> **AIM OF THE EXERCISE**:
Reproduce every one of the following rows verbatim, preserving each character, bracket, and line break.

> **LISTING**:
□ □ □ □
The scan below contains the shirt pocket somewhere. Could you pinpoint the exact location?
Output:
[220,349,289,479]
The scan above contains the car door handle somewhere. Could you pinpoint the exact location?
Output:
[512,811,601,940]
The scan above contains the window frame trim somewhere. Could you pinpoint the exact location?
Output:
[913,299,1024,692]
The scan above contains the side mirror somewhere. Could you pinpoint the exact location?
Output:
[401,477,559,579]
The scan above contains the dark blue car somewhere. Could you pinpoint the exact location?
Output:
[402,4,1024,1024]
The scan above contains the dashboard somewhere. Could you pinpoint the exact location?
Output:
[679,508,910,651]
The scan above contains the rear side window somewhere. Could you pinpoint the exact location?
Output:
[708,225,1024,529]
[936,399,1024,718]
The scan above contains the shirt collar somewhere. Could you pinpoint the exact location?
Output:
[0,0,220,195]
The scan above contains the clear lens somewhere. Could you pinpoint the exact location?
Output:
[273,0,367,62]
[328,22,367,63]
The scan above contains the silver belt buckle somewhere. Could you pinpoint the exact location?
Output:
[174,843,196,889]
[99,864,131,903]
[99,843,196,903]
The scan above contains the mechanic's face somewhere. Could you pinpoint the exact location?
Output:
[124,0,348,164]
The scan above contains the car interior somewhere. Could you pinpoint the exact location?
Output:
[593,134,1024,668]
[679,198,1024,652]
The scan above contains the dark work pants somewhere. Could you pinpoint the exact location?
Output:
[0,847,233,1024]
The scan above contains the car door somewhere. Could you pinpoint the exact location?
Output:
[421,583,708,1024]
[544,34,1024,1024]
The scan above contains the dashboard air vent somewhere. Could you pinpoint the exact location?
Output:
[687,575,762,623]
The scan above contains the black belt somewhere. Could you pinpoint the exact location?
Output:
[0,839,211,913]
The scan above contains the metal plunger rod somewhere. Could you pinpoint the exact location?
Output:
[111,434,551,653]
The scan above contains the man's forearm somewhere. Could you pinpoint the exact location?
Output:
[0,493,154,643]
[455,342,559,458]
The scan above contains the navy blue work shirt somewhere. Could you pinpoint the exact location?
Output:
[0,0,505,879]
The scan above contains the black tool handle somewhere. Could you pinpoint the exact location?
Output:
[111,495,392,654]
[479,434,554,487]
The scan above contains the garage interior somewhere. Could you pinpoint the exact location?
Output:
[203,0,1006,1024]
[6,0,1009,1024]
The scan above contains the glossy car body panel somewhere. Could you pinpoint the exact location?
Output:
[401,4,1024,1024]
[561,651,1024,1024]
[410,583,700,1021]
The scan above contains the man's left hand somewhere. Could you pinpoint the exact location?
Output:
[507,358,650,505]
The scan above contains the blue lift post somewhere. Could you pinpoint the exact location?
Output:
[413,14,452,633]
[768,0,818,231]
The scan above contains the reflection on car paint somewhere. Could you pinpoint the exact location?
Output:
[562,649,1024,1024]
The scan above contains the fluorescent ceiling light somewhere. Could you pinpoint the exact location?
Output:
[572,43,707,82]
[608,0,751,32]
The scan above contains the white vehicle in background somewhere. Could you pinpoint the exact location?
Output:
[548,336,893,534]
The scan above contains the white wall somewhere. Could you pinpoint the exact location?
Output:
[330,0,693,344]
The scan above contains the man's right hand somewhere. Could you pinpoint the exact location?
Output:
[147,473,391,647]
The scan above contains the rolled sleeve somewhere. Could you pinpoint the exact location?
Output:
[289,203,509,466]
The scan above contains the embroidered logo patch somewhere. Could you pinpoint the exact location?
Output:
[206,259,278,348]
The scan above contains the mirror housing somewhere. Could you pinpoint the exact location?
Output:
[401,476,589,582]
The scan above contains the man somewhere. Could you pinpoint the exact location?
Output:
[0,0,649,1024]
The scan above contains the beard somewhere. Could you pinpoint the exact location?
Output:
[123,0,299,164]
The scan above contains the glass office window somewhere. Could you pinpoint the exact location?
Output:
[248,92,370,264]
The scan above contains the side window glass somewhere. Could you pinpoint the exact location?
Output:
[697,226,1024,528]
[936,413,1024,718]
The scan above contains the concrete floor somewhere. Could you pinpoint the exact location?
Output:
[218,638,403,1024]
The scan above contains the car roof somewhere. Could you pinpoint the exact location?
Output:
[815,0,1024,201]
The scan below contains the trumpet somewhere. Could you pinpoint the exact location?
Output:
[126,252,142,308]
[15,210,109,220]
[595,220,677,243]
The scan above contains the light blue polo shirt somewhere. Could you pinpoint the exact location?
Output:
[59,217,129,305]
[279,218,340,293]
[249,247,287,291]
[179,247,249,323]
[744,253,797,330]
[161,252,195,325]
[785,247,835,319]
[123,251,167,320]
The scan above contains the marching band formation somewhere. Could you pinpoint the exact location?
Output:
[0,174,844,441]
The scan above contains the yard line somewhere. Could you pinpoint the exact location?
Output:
□ □ □ □
> **SOLUTION TO THE EXERCISE**:
The scan below contains the shirt pocket somewhere. Could you pinpoint the exact location?
Output:
[220,349,289,479]
The scan above contains the car door handle somewhere. Could you pinpoint the exact location?
Output:
[512,811,601,940]
The scan above contains the window frame trim somewhere. Could you pinpoint the exact location?
Output:
[913,299,1024,692]
The scan above contains the side mirror somewhere. Could you pinpoint the exact location?
Output:
[401,477,559,579]
The scan above contains the dark blue car somewhere. Could you pinpoint the exact location?
Output:
[402,4,1024,1024]
The scan above contains the dashboard somewhere. Could you pinpoint the exact location?
Output:
[679,508,910,651]
The scan above contains the rear side window somewhere. Could you pinpoint the exact location?
Output:
[708,225,1024,529]
[936,399,1024,718]
The scan above contains the shirt collar somewhere. Could you pinpoint the exact location?
Output:
[0,0,220,195]
The scan above contains the clear lens somewhere. Could you pinpoint the exact location?
Output:
[273,0,367,62]
[328,22,367,63]
The scan above contains the silver belt buckle somewhere. Could you pinpoint the exact location?
Output:
[174,843,196,889]
[99,864,131,903]
[99,843,196,903]
The scan above contains the mechanic's face somewhere. Could you pinpoint the exact location?
Output:
[124,0,348,164]
The scan above contains the car interior somewhere. Could you pinpoint the exact location?
Output:
[593,134,1024,668]
[679,198,1024,652]
The scan above contains the dark work pants somewhere. Could you pinpoint the exact location?
Output:
[0,847,233,1024]
The scan above contains the car door somewhere. Could you pinpoint the exact location?
Output:
[421,583,708,1024]
[544,34,1024,1024]
The scan above contains the dashboard air vent somewhere. Could you pinpoint the exact location?
Output:
[687,575,762,623]
The scan above contains the black belt somewhere. Could you pinpoint the exact location?
Output:
[0,839,211,913]
The scan above contains the metal plunger rod somewhere. Could you pinpoint the exact location?
Output:
[111,434,551,653]
The scan above contains the man's forearm somewhere. Could you pinpoint the exact location?
Output:
[0,493,154,643]
[455,342,559,458]
The scan above contains the navy blue work shirt somewhere. Could you pinpoint the exact location?
Output:
[0,0,505,879]
The scan above contains the black tool handle somewhere. Could you pinpoint the exact location?
Output:
[111,495,392,654]
[479,434,554,487]
The scan above contains the garage interior somewhere. Could you pinpoint the exact location?
Output:
[203,0,1006,1024]
[6,0,1009,1024]
The scan above contains the glossy car body panel somewhere. Could you pinpoint the exact location?
Output:
[401,4,1024,1024]
[561,651,1024,1024]
[410,583,700,1021]
The scan above contains the man's left hand somewhere. Could you pinpoint the exact location?
Output:
[507,358,650,505]
The scan above contains the blue lift post somewhere. Could you pinpoint the exact location?
Output:
[413,14,452,633]
[768,0,818,231]
The scan above contains the reflection on car paint somewhere. Could you pinpoint the exact location?
Output:
[562,649,1024,1024]
The scan above contains the fluorescent ceiling light somewhere. Could you pinpoint the exact location?
Output:
[572,43,707,82]
[608,0,751,32]
The scan above contains the white vehicle in background somewhere. Could you pinpoint the exact location?
Output:
[548,336,893,534]
The scan above contains the white wall somewhere. Could you pinpoint the exact location?
Output:
[330,0,693,344]
The scan above contains the man's right hand somewhere. Could you pinpoint the exact location?
Output:
[147,473,391,647]
The scan above contains the rolled sleeve somewhere. Could you pinpoint the exact location?
Output:
[289,203,509,466]
The scan above contains the embroidered logo patch somewhere. Could you pinpoint the exact location?
Output:
[206,259,278,348]
The scan above contains the mirror housing somewhere. Could you pinpoint the exact location?
Output:
[401,476,589,582]
The scan above contains the man somewhere. Could you pinpoint the exact location?
Output:
[0,0,649,1024]
The scan above contains the beard somewhere. Could you pinpoint the exact location?
Output:
[123,0,299,164]
The scan above contains the glass office window somewhere. Could you pinpoint the exact location?
Output:
[248,92,370,264]
The scan above contains the side window glass somewhere. Could you pinpoint the exact location?
Output:
[697,226,1024,528]
[936,413,1024,718]
The scan above contains the concrete floor somewhere. Could you pinpoint the exact location?
Output:
[218,638,403,1024]
The scan above contains the car roof somewhere. Could you pinpoint the exact location?
Output:
[815,0,1024,201]
The scan below contains the trumpet somewhere. Could you pinpoint the exact location?
Output:
[126,252,142,308]
[15,210,109,220]
[595,220,677,243]
The scan above contains the light blue polo shirt somewhere. Could you pinpoint the exact location?
Output:
[59,217,129,305]
[279,218,340,293]
[249,247,287,291]
[179,247,249,323]
[744,253,797,330]
[161,252,195,325]
[785,247,835,319]
[123,251,167,320]
The scan above contains the marching band formation somewhere. Could you pinpoint the exact location?
Output:
[0,174,844,441]
The scan above contains the yard line somewhere. Could you pinpoint the exact location?
Output:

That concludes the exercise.